======== Data extract

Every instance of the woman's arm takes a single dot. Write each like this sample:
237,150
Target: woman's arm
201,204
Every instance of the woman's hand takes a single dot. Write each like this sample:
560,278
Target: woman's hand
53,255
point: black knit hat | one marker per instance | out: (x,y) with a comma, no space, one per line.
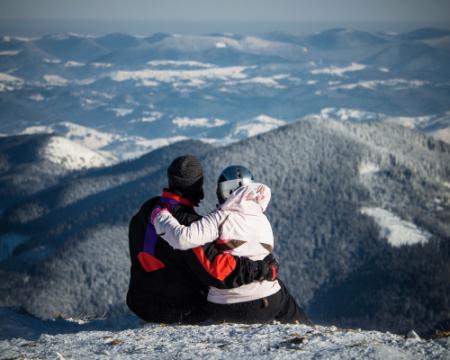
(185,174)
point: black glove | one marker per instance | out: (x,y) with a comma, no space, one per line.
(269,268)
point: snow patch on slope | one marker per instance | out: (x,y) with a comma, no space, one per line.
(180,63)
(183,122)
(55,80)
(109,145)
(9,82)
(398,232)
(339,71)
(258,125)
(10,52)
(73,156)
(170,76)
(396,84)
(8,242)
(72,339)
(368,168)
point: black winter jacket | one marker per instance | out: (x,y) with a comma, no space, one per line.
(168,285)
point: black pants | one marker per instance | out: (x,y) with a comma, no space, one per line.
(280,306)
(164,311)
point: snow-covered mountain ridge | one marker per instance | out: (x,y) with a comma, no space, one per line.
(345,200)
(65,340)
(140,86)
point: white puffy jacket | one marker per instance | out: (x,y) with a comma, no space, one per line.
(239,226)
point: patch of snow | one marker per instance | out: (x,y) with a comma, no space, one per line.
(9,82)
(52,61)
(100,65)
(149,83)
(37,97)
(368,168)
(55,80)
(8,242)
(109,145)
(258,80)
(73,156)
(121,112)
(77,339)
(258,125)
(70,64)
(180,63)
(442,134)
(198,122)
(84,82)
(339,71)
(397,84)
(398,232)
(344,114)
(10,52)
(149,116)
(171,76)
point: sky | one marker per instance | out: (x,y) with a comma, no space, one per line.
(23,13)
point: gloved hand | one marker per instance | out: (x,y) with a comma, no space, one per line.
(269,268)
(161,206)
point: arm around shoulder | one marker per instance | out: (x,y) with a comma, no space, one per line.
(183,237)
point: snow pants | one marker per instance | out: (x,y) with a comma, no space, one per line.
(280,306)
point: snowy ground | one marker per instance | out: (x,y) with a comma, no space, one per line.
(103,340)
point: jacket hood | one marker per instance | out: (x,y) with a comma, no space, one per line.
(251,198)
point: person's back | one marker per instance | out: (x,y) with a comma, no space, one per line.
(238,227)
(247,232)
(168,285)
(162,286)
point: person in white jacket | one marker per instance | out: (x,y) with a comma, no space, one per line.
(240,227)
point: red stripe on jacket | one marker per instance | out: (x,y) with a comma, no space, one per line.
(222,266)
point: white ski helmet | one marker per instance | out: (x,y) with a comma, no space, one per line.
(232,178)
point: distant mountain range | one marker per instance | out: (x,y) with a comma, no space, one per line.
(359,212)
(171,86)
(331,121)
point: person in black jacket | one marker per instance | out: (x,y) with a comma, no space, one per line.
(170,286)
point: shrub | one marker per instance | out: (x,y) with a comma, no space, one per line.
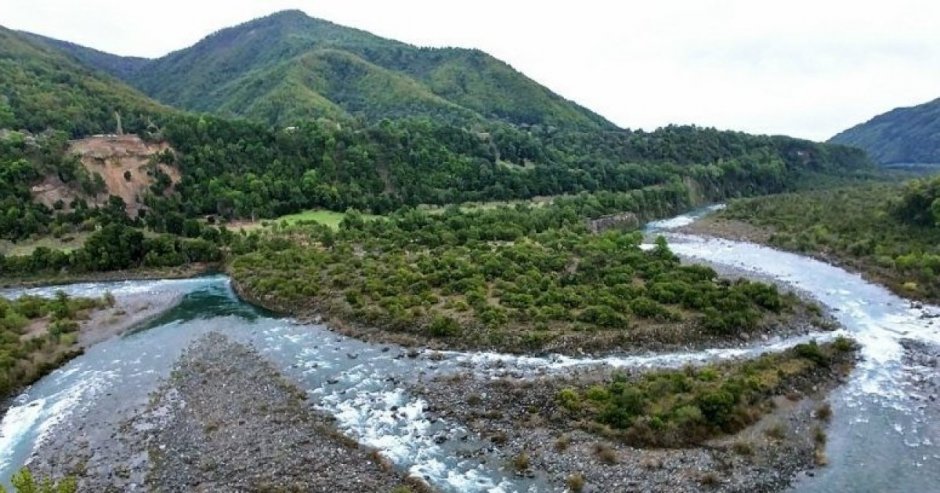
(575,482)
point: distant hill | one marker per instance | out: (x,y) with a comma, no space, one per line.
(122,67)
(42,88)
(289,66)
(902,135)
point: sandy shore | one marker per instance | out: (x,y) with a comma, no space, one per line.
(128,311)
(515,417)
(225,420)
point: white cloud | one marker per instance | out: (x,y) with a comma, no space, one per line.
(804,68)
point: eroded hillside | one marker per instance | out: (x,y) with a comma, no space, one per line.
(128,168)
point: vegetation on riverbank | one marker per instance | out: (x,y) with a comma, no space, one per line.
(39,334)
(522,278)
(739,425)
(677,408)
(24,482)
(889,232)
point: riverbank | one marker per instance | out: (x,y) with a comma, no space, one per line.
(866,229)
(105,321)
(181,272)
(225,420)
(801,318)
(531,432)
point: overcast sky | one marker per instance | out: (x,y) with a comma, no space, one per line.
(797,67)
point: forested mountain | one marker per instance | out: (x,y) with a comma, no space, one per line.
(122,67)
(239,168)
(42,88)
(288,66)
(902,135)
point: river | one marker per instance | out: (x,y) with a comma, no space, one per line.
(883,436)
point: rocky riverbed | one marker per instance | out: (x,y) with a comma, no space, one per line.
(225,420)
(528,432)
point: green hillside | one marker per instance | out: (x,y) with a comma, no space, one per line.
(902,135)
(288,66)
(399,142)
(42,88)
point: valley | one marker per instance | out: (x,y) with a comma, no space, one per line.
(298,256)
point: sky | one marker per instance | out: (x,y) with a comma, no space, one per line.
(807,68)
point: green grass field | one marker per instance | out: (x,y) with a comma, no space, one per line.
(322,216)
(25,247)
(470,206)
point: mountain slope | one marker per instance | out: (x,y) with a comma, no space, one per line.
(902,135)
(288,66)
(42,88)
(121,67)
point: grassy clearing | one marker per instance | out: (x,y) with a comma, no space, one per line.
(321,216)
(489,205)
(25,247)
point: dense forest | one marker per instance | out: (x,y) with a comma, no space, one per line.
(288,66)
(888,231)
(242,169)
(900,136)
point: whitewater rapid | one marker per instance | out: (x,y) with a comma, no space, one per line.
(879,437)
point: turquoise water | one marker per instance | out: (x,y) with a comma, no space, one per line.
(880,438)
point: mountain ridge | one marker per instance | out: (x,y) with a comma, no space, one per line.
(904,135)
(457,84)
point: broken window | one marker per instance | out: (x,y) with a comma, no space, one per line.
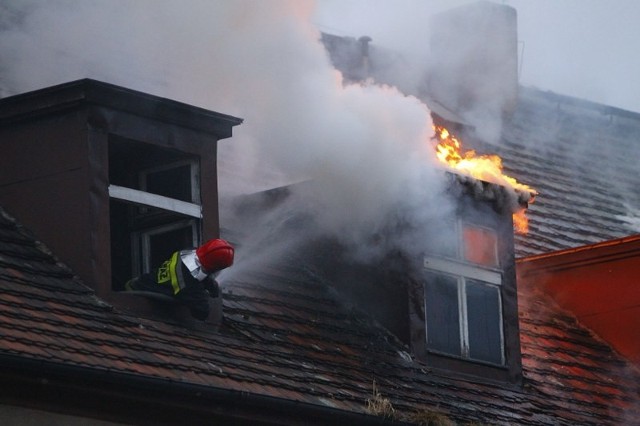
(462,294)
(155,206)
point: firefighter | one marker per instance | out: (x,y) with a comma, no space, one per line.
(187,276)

================

From the records given above, reproduce all text exactly and exclude each picture.

> [Written solution]
Every instance of the woman's arm takes a single dot. Write each like this sample:
237,150
Target: woman's arm
201,204
Every instance of the woman's hand takes a single dot. Write each like this sample:
560,278
Target: woman's hand
53,255
point: black knit hat | one marker per instance | out: (x,y) with a comma, no space, one per line.
(185,174)
point: black glove | one marker per instance | out: (x,y) with a comma, no space, one per line.
(269,268)
point: snow patch on slope | one marker per instance | out: (x,y) with a comma, no space, one per line.
(180,63)
(183,122)
(55,80)
(109,145)
(9,82)
(398,232)
(339,71)
(258,125)
(10,52)
(73,156)
(170,76)
(396,84)
(8,242)
(72,339)
(368,168)
point: black winter jacket | one marker per instance | out: (x,y) with a comma, no space, one per line.
(168,285)
point: black pants | one marker per instance | out: (x,y) with a comma, no space, one per line.
(280,306)
(164,311)
point: snow-covered mountain ridge | one marker per instance | out: (x,y) with a comma, no space, one per line.
(345,200)
(65,340)
(140,86)
point: white puffy jacket | one marker per instance | out: (x,y) with a comma, no space, one per line.
(239,226)
point: patch of snow | one marker per instance | out: (x,y) with a comma, no space, one per line.
(9,82)
(52,61)
(100,65)
(149,83)
(37,97)
(368,168)
(55,80)
(8,242)
(109,145)
(258,80)
(73,156)
(121,112)
(77,339)
(258,125)
(70,64)
(180,63)
(442,134)
(198,122)
(84,82)
(339,71)
(397,84)
(398,232)
(344,114)
(10,52)
(149,116)
(171,76)
point: sky | one marker per instance | out: (x,y) with a comma, no space, one per line.
(23,13)
point: gloved hand | one marker per instance | out: (x,y) with a comma, no space, one per line.
(269,268)
(161,206)
point: arm around shoulder | one marker per instance | out: (x,y) with a comma, no space, one per line.
(183,237)
point: snow pants | one marker per instance | out: (x,y) with a comma, no space, one per line.
(280,306)
point: snowy ground | one marker per instance | out: (x,y) with a comma, no space, one per line.
(103,340)
point: jacket hood | one marker per instance | out: (x,y) with a comma, no space, one per line.
(251,198)
point: person's back | one marker per instance | out: (x,y) with a comma, no space, one per line.
(238,227)
(247,232)
(168,285)
(162,286)
point: person in white jacket | one marker per instance | out: (x,y) with a comma, no space, one per line.
(240,227)
point: red stripe on jacket | one marker per instance | out: (x,y) with a comma, no space, one per line.
(222,266)
point: white ski helmet | one marker per instance | out: (x,y) with a comma, no space, one per line.
(232,178)
point: distant mountain range | one marker per instance | out: (x,y) with a comma, no space, one per line.
(359,212)
(171,86)
(331,121)
point: person in black jacket | one marker per instance | out: (x,y) with a comma, no space, one per line.
(170,286)
point: shrub | one marker per instance | out: (x,y) with a comma, no space, one per line.
(575,482)
point: distant hill | one marker per instance | out: (x,y) with a comma, no space, one per line.
(122,67)
(42,88)
(289,66)
(902,135)
point: sandy shore | one marker per instance | out: (x,y) with a comma, no space, one per line.
(128,311)
(515,417)
(225,420)
point: white cloud | one marker per instance | out: (x,y) with a comma, no space, one per line.
(804,68)
point: eroded hillside | one marker per instance | out: (x,y) with a comma, no space, one per line.
(128,168)
point: vegetation on riverbank | one marker per instance | out: (x,y) with a comma, no space, one per line.
(39,334)
(522,278)
(739,425)
(677,408)
(24,482)
(889,232)
point: riverbank | one marker per instance | out: (x,y) with a comma, no space, one per line.
(866,229)
(105,321)
(181,272)
(225,420)
(801,318)
(531,432)
point: overcast sky | one marker per instance | out: (x,y) with a comma, no space, one per line.
(797,67)
point: forested mountain | one marker per instance | out: (x,y) with a comma, no space, one per line.
(122,67)
(239,168)
(42,88)
(288,66)
(902,135)
point: river | one marker per instance | out: (x,y) with a comma, no space, one per line.
(883,436)
point: rocky riverbed | one marker per instance | out: (x,y) with a comma, no space, one per line.
(225,420)
(528,432)
point: green hillside | one marker per instance | out: (x,y) with a comma, no space, one per line.
(902,135)
(288,66)
(399,142)
(42,88)
point: valley | one marker per instance | out: (x,y) with a comma, no space, one per line.
(298,256)
point: sky | one marker per instance | out: (x,y) with a comma, no space, one per line.
(807,68)
point: green grass field | one marker per instance | out: (x,y) with a comma, no space, one per line.
(322,216)
(25,247)
(470,206)
point: mountain slope | one marker per instance | out: (x,y) with a comma, no space, one per line.
(902,135)
(288,66)
(42,88)
(121,67)
point: grassy clearing | one marker per instance | out: (x,y) with a comma, no space, one per line.
(321,216)
(489,205)
(25,247)
point: dense forest | one marker per instance | out: (x,y) with a comma, no space, one per line.
(288,66)
(888,231)
(242,169)
(900,136)
point: whitewater rapid | one marker per instance | out: (x,y) with a comma, no space, one per line.
(879,437)
point: turquoise water | one marker per instance | out: (x,y) with a comma, no space, one per line.
(880,438)
point: mountain ridge | one marker per instance | out: (x,y) with a comma, no space, one per line.
(904,135)
(457,84)
point: broken window | one marker per instance | out: (x,y) with a comma, no space, one per line.
(462,294)
(155,206)
point: firefighter | one marker per instance | out: (x,y) with a comma, no space, one per line.
(187,276)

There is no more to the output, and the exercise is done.